TÂCHES À RÉALISER >>
1. D'après le texte sur Paul Faucher et les rencontres de Pontigny, à la tête de quelle librairie Faucher a-t-il lui-même été ?
2. Traduisez en anglais la phrase suivante, tirée du texte sur Paul Faucher et les rencontres de Pontigny : « C'est dire tout l'esprit d'ouverture et de curiosité qui domine les débats et échanges qui y ont cours. »
3. Reproduisez fidèlement le passage du texte sur Paul Faucher et les rencontres de Pontigny qui va de "Que les très" jusqu'à "discussion et d'entente." inclus.

TEXTE DE LA PAGE >>
• • • •

L'étude du projet est déjà très poussée. Toutes les maquettes, tous les
titres ont été établis après consultation d'enfants ; et Faucher qui est
depuis longtemps spécialisé dans les questions d'éducation possède toute
la documentation nécessaire à la diffusion commerciale. Il a été lui-même
à la tête d'une des Librairies Flammarion et comprend ce que c'est qu'une
affaire.

Évidemment, ce serait une grosse entreprise ; mais en France, le livre d'enfant est à
un niveau tellement misérable qu'il y aurait sûrement une grande place à
prendre. Je voudrais beaucoup, dès que tu passeras par Paris, que tu
convoques Faucher et que tu aies un entretien avec lui. Son adresse : 16,
rue de l'Arbalète, Ve."



Que les très sérieuses rencontres de Pontigny aient pu être l'un des berceaux
du renouveau du livre pour enfants dans l'entre-deux-guerres ne laisse pas
surprendre. C'est dire tout l'esprit d'ouverture et de curiosité qui
domine les débats et échanges qui y ont cours. Le libraire et éditeur féru
de pédagogie enfantine, protagoniste du mouvement de l'Éducation nouvelle,
Paul Faucher, peut y côtoyer le romancier et dramaturge Schlumberger et
trouver sans mal un terrain de discussion et d'entente.

• • • •

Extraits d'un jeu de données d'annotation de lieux
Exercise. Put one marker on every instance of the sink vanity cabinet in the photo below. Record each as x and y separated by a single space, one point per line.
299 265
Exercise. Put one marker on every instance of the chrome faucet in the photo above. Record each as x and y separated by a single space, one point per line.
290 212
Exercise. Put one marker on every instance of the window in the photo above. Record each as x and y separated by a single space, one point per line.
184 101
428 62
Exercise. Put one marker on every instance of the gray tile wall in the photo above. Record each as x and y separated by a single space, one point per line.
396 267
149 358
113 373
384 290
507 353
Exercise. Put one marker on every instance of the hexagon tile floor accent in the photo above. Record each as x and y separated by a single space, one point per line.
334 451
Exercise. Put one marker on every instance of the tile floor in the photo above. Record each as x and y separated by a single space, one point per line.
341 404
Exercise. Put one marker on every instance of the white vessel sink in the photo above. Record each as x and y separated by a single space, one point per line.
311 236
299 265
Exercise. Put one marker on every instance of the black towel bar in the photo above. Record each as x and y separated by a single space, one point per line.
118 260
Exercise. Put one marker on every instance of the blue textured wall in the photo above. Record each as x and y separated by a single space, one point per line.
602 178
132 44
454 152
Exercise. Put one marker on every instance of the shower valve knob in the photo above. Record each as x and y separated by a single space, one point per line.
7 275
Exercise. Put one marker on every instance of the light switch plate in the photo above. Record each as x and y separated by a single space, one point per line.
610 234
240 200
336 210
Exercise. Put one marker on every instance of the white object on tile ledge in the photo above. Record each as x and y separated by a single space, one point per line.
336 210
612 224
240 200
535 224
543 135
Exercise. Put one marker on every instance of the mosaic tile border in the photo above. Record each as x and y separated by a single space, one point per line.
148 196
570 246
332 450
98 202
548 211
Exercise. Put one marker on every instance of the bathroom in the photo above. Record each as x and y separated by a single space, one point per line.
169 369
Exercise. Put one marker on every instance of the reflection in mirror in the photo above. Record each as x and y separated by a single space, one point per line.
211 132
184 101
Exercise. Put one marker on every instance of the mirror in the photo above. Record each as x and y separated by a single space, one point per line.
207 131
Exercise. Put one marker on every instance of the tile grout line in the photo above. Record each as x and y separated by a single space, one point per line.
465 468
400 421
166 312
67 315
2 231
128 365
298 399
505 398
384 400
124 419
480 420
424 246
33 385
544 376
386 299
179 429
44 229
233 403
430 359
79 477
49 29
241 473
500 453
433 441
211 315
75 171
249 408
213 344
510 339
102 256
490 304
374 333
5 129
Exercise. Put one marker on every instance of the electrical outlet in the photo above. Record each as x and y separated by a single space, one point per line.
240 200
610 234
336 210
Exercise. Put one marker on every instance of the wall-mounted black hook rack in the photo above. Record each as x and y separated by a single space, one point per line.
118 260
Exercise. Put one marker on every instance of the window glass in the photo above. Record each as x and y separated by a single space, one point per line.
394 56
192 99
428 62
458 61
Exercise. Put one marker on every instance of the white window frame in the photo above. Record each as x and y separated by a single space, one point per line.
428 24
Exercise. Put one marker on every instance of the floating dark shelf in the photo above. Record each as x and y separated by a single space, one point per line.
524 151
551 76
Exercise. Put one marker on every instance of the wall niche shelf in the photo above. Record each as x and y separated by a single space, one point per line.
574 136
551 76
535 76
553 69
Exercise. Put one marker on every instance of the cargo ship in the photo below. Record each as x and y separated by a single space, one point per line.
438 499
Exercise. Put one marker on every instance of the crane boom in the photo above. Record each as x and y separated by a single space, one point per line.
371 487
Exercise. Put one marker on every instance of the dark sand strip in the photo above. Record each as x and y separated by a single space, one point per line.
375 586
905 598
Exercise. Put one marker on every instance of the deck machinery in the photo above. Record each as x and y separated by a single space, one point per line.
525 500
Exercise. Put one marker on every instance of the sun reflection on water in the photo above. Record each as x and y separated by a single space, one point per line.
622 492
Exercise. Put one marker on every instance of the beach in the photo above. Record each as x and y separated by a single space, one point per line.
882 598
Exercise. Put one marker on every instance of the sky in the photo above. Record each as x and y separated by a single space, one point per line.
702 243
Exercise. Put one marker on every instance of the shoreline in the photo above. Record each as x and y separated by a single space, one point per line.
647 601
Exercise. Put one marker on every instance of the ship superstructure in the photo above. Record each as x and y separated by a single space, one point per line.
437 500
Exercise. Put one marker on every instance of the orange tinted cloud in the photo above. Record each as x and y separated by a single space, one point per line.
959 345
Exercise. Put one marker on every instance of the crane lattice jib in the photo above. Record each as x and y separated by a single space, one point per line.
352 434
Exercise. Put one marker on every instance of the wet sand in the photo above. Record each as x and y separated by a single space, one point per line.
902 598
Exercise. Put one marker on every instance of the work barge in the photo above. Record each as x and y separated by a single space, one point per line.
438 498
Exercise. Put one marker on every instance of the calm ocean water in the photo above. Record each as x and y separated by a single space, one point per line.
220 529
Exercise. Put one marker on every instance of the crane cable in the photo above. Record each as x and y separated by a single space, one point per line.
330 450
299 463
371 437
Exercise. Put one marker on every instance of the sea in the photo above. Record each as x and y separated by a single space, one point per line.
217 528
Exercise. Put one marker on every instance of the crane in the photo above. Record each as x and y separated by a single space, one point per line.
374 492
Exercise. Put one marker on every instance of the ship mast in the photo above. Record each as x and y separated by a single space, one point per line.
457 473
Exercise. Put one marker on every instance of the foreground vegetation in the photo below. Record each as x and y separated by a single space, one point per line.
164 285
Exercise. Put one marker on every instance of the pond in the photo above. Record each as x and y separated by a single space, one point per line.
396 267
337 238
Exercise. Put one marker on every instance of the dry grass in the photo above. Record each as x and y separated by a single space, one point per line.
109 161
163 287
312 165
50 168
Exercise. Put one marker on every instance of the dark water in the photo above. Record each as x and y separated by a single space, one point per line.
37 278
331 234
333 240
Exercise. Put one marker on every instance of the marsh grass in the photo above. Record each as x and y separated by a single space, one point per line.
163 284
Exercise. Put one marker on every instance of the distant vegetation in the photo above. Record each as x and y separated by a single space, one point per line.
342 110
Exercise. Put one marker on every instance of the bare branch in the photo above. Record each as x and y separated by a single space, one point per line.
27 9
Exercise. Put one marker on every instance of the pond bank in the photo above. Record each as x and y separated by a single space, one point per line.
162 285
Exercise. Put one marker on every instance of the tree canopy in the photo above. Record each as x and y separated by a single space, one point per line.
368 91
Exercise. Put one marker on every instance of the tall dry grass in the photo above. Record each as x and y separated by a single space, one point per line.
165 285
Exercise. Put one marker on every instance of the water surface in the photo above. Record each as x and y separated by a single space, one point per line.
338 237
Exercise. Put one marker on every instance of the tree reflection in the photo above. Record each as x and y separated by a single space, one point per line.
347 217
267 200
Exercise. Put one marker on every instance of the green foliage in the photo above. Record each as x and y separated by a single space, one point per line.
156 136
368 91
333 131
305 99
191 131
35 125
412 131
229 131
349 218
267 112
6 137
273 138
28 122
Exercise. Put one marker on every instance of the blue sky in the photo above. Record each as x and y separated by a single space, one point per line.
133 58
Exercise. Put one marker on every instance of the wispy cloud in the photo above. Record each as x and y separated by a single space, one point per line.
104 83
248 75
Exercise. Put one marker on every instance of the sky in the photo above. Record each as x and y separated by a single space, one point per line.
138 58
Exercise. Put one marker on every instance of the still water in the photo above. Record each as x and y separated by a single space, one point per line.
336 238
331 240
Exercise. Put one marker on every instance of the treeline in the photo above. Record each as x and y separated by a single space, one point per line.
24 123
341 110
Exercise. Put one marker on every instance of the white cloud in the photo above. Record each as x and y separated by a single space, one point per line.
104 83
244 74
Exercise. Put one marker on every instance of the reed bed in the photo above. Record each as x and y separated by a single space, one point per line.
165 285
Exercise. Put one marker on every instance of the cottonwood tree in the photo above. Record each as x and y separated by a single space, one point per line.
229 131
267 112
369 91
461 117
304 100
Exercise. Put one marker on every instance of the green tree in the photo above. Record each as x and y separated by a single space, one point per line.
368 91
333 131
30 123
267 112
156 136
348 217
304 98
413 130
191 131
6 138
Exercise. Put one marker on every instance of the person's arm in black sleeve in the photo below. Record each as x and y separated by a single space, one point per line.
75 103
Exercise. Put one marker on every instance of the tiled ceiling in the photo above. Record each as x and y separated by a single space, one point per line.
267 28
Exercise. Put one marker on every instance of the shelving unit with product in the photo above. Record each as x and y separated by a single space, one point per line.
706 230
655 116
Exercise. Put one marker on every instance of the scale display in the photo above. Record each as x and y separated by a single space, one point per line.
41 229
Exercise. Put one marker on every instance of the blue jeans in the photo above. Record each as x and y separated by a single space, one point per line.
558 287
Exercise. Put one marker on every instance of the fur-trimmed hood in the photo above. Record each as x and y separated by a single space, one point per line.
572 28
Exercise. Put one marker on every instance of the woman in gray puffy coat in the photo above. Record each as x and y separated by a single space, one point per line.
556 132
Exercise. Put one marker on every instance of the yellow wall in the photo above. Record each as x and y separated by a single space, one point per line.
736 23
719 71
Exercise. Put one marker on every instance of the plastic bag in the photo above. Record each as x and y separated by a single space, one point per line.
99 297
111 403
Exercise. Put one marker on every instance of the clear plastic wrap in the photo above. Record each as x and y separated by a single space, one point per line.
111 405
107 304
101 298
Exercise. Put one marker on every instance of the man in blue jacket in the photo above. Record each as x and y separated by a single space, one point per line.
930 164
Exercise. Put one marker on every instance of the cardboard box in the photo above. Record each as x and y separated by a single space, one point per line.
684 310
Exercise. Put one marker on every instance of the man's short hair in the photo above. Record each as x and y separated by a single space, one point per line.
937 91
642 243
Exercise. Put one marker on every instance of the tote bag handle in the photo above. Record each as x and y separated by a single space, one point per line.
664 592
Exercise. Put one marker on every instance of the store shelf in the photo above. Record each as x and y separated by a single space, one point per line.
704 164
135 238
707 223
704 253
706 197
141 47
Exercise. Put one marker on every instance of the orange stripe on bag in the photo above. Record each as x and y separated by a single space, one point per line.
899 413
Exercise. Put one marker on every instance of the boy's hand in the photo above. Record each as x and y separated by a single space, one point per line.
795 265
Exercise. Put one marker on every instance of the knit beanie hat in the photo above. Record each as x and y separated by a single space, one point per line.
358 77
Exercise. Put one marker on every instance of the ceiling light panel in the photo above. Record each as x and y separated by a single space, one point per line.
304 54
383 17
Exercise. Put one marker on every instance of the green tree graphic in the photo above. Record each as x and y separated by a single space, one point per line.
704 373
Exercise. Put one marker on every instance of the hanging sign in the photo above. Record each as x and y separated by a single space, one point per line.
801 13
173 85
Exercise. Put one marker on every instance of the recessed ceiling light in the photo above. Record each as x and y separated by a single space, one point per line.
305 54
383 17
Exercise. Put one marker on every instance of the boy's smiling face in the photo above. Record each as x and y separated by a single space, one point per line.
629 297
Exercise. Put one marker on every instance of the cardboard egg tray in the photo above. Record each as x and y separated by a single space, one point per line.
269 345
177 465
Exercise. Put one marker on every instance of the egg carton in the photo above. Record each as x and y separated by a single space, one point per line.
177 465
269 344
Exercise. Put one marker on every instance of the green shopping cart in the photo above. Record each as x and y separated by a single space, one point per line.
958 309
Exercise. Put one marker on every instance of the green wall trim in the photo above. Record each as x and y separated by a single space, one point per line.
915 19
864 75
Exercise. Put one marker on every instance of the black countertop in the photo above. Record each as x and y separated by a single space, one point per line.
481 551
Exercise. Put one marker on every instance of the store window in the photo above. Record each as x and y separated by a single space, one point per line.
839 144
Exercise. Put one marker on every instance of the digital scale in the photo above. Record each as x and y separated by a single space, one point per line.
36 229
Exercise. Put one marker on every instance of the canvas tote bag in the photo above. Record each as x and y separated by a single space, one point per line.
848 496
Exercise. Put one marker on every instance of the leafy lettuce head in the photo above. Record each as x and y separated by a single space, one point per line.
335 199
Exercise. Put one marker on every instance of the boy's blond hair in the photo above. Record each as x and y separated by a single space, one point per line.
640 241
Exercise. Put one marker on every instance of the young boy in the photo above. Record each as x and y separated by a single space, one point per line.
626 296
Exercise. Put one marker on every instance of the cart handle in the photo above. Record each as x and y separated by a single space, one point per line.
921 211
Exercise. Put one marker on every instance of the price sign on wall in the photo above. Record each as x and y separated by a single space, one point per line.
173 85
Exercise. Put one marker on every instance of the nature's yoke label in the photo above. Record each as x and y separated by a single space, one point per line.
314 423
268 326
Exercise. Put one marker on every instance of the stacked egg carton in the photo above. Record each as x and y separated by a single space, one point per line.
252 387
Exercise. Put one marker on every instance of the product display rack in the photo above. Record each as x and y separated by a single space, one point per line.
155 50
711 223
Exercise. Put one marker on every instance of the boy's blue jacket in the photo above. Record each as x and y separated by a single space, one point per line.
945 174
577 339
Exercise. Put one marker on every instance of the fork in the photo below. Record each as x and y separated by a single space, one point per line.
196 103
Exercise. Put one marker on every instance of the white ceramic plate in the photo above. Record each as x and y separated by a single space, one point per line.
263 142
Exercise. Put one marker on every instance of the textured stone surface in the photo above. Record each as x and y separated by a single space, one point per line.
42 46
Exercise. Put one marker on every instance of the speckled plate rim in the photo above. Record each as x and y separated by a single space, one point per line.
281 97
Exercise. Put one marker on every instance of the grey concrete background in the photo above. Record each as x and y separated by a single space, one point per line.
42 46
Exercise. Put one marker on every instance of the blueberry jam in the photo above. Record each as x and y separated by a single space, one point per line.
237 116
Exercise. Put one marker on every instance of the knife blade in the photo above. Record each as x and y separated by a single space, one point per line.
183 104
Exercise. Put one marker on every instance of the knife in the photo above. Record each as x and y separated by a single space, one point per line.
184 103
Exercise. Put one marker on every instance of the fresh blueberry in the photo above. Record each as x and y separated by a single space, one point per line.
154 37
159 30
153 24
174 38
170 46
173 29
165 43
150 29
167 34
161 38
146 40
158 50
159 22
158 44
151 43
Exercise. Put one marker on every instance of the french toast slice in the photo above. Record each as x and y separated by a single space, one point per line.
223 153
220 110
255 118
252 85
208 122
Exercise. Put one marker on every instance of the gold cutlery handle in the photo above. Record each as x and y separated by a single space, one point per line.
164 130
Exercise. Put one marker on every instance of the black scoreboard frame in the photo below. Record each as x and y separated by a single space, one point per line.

• • • •

CORRIGÉ DES TÂCHES >>
1. À la tête d'une des Librairies Flammarion.

2. This shows the full spirit of openness and curiosity that prevails in the debates and exchanges held there.

3.
Que les très sérieuses rencontres de Pontigny aient pu être l'un des berceaux
du renouveau du livre pour enfants dans l'entre-deux-guerres ne laisse pas
surprendre. C'est dire tout l'esprit d'ouverture et de curiosité qui
domine les débats et échanges qui y ont cours. Le libraire et éditeur féru
de pédagogie enfantine, protagoniste du mouvement de l'Éducation nouvelle,
Paul Faucher, peut y côtoyer le romancier et dramaturge Schlumberger et
trouver sans mal un terrain de discussion et d'entente.